## STATED GOAL
Return every line of the listing below that contains the string "team", treating uppercase and lowercase as different.
________________________________________
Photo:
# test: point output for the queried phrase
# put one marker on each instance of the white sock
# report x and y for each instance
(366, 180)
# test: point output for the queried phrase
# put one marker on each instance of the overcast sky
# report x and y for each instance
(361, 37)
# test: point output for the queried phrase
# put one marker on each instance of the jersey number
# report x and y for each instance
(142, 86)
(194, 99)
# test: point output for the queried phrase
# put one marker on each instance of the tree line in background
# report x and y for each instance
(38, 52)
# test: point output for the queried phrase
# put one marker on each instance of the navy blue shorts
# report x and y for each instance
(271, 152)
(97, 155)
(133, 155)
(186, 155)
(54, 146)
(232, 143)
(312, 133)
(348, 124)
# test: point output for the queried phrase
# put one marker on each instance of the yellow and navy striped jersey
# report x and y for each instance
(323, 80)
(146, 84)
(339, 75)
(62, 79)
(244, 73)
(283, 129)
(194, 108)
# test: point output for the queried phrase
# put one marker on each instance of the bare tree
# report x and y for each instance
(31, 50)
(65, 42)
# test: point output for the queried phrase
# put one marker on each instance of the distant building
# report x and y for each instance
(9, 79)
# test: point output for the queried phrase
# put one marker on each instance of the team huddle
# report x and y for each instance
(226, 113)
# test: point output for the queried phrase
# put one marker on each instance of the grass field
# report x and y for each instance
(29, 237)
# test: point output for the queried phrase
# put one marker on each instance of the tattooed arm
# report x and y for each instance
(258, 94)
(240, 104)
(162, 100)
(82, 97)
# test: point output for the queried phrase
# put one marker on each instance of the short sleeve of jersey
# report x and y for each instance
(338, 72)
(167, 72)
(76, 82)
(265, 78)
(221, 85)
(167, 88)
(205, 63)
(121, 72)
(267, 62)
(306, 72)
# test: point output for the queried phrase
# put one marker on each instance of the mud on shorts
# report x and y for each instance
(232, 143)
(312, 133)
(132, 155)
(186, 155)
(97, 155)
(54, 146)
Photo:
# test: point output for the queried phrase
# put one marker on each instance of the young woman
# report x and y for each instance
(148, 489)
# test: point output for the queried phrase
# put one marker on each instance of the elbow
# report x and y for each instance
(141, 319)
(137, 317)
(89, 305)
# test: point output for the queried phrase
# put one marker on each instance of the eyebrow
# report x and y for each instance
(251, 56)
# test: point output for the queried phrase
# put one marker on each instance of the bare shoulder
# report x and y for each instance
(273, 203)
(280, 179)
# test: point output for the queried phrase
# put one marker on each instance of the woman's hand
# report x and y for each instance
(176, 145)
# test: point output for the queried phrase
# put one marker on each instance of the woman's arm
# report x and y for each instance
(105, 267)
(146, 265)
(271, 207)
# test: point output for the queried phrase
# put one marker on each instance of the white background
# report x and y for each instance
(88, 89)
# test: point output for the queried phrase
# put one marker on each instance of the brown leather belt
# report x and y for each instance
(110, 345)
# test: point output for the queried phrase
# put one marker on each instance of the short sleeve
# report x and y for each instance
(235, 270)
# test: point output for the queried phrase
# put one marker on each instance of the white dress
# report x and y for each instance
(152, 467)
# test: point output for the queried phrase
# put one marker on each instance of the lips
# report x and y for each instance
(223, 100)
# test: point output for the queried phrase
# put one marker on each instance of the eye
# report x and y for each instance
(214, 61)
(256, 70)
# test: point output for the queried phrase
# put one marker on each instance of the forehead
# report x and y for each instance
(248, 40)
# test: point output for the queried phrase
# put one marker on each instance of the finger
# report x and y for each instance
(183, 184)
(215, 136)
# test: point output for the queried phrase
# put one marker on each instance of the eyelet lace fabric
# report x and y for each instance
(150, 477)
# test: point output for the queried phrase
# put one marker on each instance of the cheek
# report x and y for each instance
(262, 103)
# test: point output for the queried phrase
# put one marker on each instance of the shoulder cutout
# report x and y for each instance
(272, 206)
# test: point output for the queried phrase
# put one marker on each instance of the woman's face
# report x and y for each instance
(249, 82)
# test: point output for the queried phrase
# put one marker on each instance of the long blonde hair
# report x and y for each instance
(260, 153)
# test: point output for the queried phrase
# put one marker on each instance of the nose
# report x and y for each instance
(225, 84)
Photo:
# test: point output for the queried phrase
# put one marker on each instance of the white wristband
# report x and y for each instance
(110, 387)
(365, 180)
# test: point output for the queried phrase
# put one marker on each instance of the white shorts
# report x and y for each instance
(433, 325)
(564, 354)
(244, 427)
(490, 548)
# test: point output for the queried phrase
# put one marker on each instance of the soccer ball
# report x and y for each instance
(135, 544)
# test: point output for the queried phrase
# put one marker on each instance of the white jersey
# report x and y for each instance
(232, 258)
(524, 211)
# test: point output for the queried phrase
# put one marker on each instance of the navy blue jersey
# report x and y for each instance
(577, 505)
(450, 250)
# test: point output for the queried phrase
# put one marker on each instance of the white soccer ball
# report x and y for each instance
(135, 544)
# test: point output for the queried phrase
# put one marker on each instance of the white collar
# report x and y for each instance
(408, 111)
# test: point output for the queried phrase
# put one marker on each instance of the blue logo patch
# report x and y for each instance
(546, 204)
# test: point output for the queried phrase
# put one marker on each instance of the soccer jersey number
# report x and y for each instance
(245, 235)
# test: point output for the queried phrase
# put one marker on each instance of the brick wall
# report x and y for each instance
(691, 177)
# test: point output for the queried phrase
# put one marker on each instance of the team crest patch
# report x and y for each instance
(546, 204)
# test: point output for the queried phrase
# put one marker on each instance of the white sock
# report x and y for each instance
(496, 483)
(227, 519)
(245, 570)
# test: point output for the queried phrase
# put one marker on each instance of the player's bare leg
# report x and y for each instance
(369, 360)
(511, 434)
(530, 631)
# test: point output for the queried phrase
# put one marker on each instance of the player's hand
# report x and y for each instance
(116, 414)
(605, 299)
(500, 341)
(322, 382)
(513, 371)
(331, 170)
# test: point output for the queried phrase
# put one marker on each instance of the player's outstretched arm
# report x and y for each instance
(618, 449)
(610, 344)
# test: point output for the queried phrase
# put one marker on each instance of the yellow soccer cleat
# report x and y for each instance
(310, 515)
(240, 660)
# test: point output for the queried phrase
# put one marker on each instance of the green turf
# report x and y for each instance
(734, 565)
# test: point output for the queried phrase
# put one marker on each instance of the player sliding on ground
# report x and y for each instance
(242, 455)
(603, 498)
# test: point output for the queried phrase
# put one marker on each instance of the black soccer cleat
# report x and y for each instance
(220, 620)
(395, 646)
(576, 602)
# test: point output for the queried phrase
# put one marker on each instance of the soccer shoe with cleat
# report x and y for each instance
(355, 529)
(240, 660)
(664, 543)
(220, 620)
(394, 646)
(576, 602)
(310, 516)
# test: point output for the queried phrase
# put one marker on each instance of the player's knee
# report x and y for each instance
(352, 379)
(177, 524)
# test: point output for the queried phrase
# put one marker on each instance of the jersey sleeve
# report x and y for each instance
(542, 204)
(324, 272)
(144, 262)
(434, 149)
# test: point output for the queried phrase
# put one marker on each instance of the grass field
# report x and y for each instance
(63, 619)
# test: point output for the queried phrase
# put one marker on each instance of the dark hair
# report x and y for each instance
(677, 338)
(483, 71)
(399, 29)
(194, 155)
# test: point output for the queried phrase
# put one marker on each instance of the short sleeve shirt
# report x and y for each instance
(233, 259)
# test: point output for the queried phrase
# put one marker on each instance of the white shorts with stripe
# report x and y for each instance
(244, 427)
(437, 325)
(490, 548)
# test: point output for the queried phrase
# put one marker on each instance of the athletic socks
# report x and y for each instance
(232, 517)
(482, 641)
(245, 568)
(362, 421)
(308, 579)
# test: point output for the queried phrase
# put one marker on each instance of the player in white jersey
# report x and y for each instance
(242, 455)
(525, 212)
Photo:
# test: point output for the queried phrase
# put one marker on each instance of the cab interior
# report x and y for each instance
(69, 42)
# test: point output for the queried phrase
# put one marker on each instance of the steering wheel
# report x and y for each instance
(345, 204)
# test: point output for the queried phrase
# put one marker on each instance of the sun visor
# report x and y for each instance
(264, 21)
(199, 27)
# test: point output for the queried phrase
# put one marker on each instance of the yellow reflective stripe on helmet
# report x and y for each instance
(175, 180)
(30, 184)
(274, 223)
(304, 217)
________________________________________
## FULL SOLUTION
# put one marker on each instance of the team huddle
# put one marker on each instance of the team crest patch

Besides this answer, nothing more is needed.